— Begin Selected passage —

Terracotta, Domain Driven Design and Anti-Patterns

Yesterday I was going to participate at a technical meeting, when the following statement suddenly appeared on my Twitter timeline:

One interesting reflection is that the "super static" property of Terracotta roots helps us with Domain Driven Design.
Finally we have (what I feel a nice) way of using Repositories in our Entities without Aspects or Register style coding.


My immediate reaction was to reply by saying:

Strongly disagree. That means your business/domain code depends on Terracotta semantics.


I thought my comment were pretty intuitive: if Terracotta is a transparent clustering solution (and it actually is), how can Terracotta help you writing your domain code without polluting the code itself?

Too bad, I was wrong: it generated a lot of discussions with a few of my favorite tech-friends, and what's worse, I wasn't able to further clarify my statement!

Let me blame Twitter 140-characters constraint, please ... I don't want to hurt my own self-respect ;)

So here is a simple-stupid sample, which I hope will clarify the following simple concept: if your code relies on Terracotta super-static variables to access repositories (as apparently stated by the first quote above), then your code is IMO wrong.

— End Selected passage —
— Begin Material supplied —

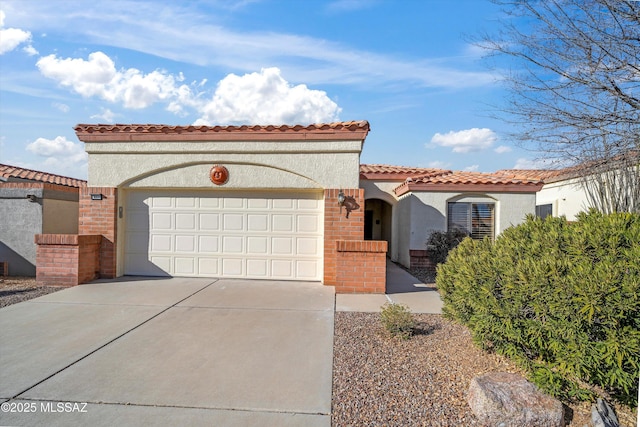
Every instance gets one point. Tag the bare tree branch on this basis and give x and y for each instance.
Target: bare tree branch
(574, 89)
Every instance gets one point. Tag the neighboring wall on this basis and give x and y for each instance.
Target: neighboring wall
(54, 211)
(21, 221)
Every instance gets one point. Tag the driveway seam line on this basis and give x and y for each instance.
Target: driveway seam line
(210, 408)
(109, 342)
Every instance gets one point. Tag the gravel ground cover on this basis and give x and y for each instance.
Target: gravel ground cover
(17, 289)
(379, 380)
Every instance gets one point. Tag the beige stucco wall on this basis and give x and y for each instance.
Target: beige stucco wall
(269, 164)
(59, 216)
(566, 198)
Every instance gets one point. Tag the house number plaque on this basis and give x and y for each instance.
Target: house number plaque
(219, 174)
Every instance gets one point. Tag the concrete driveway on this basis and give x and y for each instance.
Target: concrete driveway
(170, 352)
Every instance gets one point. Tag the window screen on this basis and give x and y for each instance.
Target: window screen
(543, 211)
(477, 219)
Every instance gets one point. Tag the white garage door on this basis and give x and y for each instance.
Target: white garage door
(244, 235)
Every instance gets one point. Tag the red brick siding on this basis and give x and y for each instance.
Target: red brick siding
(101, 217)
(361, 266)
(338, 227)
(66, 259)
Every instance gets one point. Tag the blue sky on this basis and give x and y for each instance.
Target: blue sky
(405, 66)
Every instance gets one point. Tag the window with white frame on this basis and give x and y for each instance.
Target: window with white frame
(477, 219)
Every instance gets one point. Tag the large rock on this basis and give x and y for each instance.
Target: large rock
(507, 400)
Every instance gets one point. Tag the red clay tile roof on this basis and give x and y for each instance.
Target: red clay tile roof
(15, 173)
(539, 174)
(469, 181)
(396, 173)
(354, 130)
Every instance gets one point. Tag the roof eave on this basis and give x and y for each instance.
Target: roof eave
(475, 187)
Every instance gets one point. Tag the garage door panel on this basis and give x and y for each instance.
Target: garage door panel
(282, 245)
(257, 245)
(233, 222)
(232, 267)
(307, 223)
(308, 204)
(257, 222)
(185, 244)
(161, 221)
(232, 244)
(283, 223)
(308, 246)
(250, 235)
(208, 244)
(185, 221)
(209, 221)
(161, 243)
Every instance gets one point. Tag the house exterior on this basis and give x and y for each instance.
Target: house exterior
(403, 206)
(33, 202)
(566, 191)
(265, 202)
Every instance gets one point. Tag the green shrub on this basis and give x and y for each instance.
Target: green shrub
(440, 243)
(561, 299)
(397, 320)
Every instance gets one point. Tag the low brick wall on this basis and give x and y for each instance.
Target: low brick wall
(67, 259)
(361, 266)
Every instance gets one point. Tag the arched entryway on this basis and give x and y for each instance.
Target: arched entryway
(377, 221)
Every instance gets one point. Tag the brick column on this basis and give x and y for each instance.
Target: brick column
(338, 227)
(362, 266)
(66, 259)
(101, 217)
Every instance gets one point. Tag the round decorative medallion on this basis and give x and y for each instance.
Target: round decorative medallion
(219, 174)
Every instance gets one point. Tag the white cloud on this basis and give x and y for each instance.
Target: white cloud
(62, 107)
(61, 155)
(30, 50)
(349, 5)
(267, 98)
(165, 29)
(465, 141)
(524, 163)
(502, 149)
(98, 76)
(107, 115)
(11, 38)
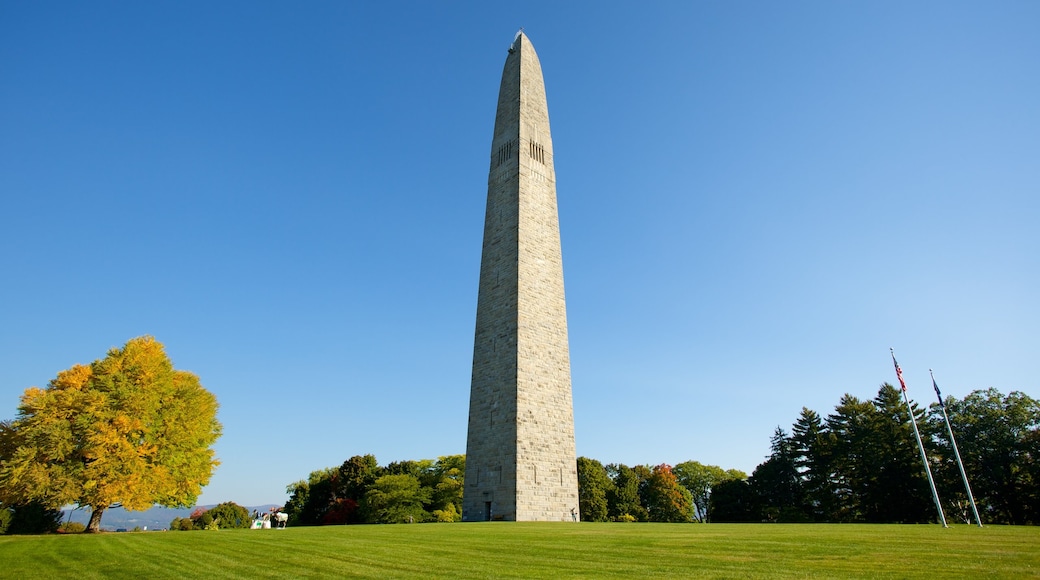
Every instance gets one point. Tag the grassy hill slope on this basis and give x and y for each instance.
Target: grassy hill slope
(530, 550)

— End Material supplied —

## Exercise task 1
Based on the Terracotta post, say whether each statement agrees with the text. Answer yes or no and quote the deciding words. (a) The writer replied to the tweet by strongly agreeing with it. (b) The writer blames the 140-character constraint of Twitter. (c) The writer says Terracotta actually is a transparent clustering solution.
## Exercise task 2
Edit the records, beginning at the line that has "Every instance gets one point. Tag the round" and stopping after the last line of the records. Replace "Tag" with "Label", change nothing else, give only those lines, and leave out the pictures.

## Correct answer 1
(a) No: "Strongly disagree."
(b) Yes: "Let me blame Twitter 140-characters constraint, please"
(c) Yes: "if Terracotta is a transparent clustering solution (and it actually is)"

## Correct answer 2
Every instance gets one point. Label the round decorative medallion on this basis and give x and y for each instance.
Target: round decorative medallion
(219, 174)
Every instance gets one point. Label the white cloud on this basis and give x and y for each instance.
Target: white cloud
(62, 107)
(61, 155)
(30, 50)
(349, 5)
(267, 98)
(165, 29)
(465, 141)
(524, 163)
(502, 149)
(98, 76)
(107, 115)
(11, 38)
Every instance gets one point. Label the grassy hill slope on this basis and give x and y for each instance.
Target: grassy hill slope
(530, 550)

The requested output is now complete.